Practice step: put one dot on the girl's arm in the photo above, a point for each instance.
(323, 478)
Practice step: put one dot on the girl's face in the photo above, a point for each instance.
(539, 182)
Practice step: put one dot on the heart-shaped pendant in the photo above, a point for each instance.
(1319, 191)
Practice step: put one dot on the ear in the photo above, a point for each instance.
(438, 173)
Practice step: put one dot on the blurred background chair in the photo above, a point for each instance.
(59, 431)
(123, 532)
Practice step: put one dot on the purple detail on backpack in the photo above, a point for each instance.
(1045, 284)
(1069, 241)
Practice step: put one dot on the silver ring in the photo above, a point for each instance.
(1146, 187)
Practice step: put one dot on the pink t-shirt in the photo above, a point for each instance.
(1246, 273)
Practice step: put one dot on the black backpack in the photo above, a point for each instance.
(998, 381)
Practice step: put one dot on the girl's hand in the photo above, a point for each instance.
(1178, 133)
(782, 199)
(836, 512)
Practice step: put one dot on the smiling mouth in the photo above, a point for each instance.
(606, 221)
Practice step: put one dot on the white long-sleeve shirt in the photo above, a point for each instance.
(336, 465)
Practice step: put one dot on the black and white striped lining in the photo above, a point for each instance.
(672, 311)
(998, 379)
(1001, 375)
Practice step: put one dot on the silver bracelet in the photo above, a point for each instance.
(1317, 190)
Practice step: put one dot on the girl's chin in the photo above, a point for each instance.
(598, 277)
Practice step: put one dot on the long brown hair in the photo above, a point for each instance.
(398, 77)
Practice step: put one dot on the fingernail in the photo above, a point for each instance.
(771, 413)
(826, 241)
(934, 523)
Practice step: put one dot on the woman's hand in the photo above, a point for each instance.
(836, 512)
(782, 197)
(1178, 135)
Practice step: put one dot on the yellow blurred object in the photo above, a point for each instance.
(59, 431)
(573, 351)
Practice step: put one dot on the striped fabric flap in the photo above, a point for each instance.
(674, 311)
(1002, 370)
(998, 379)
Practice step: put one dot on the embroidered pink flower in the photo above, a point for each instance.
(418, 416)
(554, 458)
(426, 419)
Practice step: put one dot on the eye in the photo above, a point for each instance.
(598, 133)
---
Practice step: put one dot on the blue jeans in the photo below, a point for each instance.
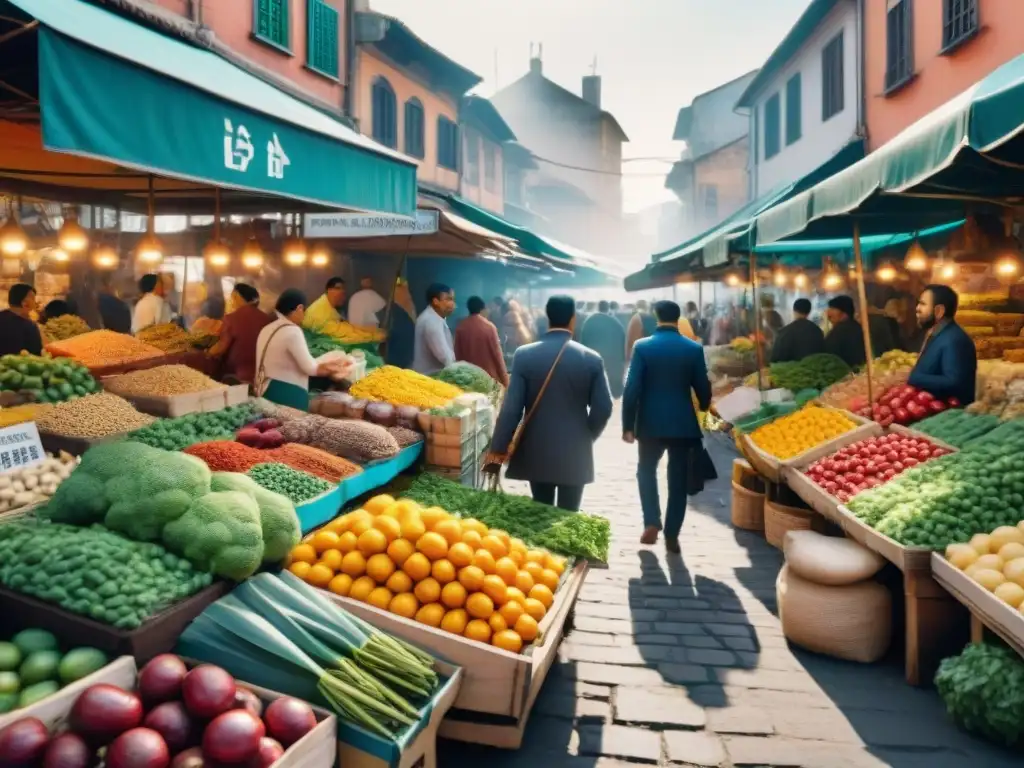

_BRIEF_: Express the items starting with the line that contains "Practice step: put one dot on the black and" and going on through the line that contains "(1317, 190)" as a two-column CSV with the headers item and answer. Give one row per item, with its text and its answer each in a single quoted field and any line breaks replaced by spaces.

_RESPONSE TO THE TASK_:
item,answer
"Practice step: put one dot on the black and white striped lining in the photo above, a point for each instance.","(672, 311) (998, 379) (1001, 375)"
"Practice step: put one dot on the silver bracelet in the photo above, a point for each instance.","(1317, 190)"